Work item
The entries are to be written out word for word, with their images left out.

Data extract
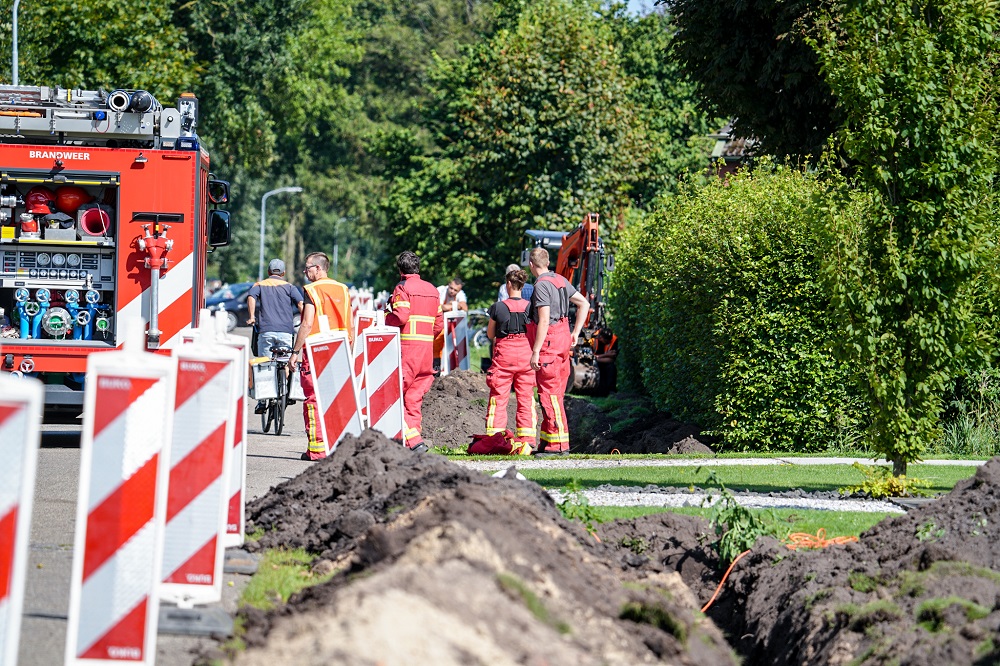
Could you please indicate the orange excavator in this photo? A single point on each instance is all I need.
(581, 258)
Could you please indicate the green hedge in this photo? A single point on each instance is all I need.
(724, 321)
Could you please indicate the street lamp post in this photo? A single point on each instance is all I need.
(13, 68)
(336, 245)
(263, 223)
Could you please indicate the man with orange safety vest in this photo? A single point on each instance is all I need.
(511, 365)
(416, 311)
(551, 346)
(324, 297)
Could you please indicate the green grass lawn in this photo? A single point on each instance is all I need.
(836, 523)
(758, 478)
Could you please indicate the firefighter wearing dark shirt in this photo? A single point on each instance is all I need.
(551, 346)
(511, 365)
(416, 311)
(327, 298)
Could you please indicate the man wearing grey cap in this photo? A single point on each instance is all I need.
(276, 302)
(526, 290)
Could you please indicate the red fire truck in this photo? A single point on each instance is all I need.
(107, 211)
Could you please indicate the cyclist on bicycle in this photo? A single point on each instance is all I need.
(278, 302)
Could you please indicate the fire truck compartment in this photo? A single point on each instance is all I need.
(58, 258)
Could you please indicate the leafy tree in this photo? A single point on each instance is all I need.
(666, 100)
(914, 80)
(719, 295)
(752, 63)
(534, 128)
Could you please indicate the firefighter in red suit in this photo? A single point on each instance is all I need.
(511, 365)
(416, 311)
(328, 298)
(551, 346)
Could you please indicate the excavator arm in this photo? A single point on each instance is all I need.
(581, 259)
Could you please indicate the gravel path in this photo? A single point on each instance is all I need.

Exercise response
Could you please indicate the orange excavator in this photo? A single point on each instance is all I need.
(581, 258)
Could you please indicate the green hedge in this photo? A single point on each instance is all I need.
(724, 321)
Could you please indicate the street lamp post in this photo? A single point on each instance is all I need.
(13, 68)
(336, 245)
(263, 223)
Could you please indicate the man with orange safety vest in this photo? A single point on each instance is all I need.
(511, 365)
(416, 311)
(551, 346)
(324, 297)
Could you please indicate the green grass lawn in this photo? A single point on each instance is all I need.
(836, 523)
(758, 478)
Could you please indicate the firefighter wearing dark shirt in this photo? A single point on each instance is all I need.
(551, 346)
(511, 365)
(416, 311)
(327, 298)
Could you please indicate the man wearing grey cap in this photo? A single point on each instance is all I need.
(276, 302)
(526, 290)
Could you please indicate the red fire truck in this photo? A single point on each instance is all I need.
(107, 211)
Could you please indicate the cyclist on bicycle in this photo? A single point on each instance is all I need.
(278, 302)
Could you please indicate the fire truck compartment in this photo? A single point on each instance is all I need.
(58, 258)
Could you please indicate the leafy tree in this photo? A single point on each instance is all I need.
(666, 100)
(914, 80)
(719, 295)
(752, 63)
(534, 128)
Could you please indicate the firefighter in red suit in this photo? A single point on each instance is all I need.
(511, 365)
(416, 311)
(328, 298)
(551, 346)
Could you please indicate the excavator arm in this photo? A single point on each instance is all I need.
(581, 259)
Could you please indicate the gravel path in this photo? A single point on each instance is all I need.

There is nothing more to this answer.